═════ Exercise materials ═════

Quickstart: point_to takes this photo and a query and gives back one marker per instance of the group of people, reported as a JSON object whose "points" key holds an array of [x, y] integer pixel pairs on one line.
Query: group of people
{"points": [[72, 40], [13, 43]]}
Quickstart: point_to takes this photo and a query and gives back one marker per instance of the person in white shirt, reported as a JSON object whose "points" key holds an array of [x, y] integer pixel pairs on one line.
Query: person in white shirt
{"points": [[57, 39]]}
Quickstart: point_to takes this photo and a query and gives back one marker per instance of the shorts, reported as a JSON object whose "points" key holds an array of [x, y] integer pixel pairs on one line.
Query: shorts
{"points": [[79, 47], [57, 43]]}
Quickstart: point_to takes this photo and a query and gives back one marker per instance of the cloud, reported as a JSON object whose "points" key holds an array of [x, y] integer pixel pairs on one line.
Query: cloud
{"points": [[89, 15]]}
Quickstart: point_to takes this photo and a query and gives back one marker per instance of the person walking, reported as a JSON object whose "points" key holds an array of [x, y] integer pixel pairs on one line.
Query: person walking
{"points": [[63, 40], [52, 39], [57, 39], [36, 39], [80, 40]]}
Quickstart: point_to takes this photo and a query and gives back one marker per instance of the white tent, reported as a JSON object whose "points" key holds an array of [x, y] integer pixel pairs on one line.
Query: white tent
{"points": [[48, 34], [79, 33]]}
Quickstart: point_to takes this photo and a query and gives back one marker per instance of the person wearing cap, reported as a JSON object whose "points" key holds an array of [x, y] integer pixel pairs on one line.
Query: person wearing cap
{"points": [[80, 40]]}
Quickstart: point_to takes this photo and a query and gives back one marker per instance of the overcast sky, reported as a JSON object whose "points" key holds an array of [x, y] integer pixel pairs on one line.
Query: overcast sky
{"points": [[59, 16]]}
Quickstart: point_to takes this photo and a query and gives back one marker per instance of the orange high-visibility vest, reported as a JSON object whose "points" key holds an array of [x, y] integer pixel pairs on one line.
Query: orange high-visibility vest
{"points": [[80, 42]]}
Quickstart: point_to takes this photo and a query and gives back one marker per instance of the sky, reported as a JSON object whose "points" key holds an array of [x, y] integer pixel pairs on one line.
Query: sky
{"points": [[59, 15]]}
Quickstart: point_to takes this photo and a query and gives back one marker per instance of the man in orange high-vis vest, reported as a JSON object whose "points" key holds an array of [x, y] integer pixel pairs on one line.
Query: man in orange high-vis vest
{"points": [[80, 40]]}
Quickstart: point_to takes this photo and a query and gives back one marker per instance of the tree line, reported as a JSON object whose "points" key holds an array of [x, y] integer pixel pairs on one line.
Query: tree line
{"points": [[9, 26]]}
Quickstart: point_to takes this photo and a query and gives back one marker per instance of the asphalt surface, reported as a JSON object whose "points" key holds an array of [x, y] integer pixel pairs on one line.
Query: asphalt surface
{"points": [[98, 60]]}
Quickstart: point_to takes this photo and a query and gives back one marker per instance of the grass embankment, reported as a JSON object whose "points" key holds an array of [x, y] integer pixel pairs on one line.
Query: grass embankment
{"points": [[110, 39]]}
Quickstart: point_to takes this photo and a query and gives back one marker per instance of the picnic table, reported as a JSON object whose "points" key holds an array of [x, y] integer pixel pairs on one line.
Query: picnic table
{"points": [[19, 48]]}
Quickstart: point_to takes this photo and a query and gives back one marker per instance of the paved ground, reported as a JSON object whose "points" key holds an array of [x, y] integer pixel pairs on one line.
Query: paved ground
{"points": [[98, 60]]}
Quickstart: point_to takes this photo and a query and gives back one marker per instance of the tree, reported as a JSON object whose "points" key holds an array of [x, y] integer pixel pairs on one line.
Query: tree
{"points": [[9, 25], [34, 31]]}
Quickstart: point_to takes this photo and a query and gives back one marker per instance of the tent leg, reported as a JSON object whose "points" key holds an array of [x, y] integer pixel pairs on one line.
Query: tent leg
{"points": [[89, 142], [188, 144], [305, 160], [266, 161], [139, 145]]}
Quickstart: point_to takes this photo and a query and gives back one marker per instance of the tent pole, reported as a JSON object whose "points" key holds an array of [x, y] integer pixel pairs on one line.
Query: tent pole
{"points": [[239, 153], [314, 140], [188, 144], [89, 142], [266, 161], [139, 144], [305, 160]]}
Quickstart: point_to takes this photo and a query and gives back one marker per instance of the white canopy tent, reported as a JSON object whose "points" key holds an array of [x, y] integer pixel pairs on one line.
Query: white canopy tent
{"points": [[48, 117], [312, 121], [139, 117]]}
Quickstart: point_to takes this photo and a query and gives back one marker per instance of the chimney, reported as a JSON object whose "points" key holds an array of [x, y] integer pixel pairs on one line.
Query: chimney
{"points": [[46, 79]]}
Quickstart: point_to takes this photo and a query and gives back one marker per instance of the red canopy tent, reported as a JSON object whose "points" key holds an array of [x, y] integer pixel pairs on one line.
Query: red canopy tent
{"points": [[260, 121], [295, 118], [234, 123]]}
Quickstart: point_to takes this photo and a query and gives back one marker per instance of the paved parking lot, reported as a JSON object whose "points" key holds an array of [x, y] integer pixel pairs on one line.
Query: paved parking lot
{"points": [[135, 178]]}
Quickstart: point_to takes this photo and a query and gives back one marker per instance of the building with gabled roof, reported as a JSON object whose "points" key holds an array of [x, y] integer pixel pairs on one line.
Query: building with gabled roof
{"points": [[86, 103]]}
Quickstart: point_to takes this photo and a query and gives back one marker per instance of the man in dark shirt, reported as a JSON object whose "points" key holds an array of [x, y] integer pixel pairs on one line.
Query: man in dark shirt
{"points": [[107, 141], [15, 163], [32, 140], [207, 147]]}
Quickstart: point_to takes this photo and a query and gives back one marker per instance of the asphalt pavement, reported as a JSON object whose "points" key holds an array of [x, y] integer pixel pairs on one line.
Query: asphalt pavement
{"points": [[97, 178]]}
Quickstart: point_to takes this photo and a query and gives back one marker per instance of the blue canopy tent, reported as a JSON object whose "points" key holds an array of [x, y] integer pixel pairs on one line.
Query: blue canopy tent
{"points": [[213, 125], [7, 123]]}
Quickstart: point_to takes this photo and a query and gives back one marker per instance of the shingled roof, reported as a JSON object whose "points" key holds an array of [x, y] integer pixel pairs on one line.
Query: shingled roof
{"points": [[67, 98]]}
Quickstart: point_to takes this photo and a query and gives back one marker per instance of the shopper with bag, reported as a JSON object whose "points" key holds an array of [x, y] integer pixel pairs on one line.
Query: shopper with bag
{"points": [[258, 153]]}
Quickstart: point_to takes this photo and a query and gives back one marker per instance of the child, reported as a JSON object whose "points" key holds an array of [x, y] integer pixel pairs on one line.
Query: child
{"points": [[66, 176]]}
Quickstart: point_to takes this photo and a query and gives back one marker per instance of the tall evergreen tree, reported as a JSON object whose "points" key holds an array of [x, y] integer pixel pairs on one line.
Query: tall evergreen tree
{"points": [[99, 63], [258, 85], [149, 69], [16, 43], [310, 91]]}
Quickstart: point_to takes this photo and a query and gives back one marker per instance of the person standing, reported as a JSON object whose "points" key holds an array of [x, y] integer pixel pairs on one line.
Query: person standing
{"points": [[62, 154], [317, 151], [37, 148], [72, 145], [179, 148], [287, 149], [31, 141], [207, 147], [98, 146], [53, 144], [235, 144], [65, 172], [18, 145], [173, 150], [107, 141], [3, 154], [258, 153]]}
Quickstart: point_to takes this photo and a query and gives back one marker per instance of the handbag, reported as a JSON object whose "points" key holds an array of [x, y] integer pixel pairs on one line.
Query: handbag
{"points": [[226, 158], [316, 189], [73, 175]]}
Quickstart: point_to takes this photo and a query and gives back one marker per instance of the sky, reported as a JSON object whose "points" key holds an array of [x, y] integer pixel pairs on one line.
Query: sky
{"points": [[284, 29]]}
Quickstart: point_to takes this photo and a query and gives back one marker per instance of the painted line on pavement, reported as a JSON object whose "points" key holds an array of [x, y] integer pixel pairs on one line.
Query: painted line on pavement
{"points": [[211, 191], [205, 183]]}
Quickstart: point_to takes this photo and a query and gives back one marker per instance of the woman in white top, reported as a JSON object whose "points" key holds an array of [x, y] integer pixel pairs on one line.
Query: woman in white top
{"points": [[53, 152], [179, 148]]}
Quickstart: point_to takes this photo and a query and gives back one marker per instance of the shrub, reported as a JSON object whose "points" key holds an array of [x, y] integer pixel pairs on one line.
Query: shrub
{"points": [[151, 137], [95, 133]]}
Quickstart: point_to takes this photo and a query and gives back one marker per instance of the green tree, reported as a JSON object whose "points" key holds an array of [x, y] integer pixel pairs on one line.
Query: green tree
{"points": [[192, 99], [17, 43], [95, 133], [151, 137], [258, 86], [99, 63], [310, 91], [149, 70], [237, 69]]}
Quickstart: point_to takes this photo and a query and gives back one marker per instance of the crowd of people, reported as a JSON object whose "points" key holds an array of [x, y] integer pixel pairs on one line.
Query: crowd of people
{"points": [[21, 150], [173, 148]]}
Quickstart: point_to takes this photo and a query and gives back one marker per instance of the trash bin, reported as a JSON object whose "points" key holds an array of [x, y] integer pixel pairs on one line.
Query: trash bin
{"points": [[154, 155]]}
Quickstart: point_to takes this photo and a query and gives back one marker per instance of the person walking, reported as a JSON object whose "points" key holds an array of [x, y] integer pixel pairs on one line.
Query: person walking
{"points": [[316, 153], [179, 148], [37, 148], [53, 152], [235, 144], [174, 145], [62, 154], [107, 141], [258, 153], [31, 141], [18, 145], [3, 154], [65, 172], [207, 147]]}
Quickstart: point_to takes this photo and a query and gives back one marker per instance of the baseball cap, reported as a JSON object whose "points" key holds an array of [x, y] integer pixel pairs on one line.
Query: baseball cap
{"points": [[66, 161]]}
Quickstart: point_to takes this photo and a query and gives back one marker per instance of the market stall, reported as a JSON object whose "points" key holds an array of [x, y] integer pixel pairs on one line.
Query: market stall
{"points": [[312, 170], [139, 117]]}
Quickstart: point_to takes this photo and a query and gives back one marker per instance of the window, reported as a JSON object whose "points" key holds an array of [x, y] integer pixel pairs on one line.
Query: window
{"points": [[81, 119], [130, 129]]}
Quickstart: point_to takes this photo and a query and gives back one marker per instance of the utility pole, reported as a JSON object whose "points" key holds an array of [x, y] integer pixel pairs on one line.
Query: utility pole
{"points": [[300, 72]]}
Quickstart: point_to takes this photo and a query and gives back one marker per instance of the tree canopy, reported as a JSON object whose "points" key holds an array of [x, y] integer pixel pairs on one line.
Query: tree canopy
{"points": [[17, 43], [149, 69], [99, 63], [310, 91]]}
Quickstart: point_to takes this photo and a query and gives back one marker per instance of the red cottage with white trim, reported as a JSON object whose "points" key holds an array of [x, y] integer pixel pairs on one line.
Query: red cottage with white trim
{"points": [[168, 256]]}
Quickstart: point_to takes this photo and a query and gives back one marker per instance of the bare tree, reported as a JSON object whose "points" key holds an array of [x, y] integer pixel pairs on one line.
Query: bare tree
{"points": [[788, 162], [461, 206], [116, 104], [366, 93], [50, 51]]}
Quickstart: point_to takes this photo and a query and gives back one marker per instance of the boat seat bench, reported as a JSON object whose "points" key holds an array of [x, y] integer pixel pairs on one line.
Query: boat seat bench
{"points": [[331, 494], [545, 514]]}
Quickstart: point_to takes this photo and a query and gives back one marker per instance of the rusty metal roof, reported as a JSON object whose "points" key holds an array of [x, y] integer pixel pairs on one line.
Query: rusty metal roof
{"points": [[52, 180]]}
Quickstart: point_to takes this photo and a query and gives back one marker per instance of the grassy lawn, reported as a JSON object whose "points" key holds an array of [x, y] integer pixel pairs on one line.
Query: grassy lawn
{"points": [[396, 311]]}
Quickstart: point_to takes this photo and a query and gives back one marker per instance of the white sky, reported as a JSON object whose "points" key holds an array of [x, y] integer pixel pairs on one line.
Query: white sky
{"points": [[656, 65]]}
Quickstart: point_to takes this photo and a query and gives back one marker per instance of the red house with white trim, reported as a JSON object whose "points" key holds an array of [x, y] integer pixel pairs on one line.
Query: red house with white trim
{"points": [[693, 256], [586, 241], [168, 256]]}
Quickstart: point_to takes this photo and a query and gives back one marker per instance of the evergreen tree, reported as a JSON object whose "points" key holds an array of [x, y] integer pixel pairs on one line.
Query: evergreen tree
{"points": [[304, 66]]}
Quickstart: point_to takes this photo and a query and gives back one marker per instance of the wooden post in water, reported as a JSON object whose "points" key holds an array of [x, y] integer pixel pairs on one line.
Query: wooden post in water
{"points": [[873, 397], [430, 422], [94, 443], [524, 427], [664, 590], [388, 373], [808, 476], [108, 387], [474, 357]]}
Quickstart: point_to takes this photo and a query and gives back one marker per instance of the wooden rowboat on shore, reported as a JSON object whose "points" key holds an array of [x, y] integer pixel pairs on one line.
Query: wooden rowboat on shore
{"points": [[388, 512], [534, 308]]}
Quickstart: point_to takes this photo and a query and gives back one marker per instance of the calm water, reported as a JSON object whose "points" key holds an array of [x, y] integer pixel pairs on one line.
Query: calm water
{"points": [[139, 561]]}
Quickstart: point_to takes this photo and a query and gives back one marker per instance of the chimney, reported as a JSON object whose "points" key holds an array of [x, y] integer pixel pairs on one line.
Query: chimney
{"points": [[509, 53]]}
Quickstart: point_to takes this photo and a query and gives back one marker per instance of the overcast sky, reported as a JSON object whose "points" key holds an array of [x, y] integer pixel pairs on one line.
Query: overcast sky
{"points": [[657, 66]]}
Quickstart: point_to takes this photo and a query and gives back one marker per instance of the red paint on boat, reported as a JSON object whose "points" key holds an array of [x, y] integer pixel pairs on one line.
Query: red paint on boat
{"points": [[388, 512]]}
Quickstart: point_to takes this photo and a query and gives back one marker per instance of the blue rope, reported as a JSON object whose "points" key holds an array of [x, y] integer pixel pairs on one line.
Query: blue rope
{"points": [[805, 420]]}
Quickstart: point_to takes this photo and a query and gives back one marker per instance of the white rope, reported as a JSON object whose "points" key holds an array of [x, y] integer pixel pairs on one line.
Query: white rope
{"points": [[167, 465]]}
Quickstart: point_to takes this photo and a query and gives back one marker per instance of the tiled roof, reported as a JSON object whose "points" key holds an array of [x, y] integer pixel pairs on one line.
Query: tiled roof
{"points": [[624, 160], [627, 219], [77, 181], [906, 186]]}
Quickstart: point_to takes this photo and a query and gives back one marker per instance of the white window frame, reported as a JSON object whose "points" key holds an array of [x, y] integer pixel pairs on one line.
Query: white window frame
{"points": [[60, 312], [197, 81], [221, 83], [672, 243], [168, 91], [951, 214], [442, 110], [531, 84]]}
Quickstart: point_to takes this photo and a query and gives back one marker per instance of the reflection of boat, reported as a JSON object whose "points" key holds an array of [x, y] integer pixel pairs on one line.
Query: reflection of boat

═════

> _Directions_:
Where a line of the data above includes the string "reflection", pull it out.

> _Result below_:
Quickstart: point_to takes this photo and a query and gives back one marker per instance of the reflection of boat, reported as a JSON object whose "points" key holds an array of [x, y] integer pixel pairs on one line.
Query: reflection of boat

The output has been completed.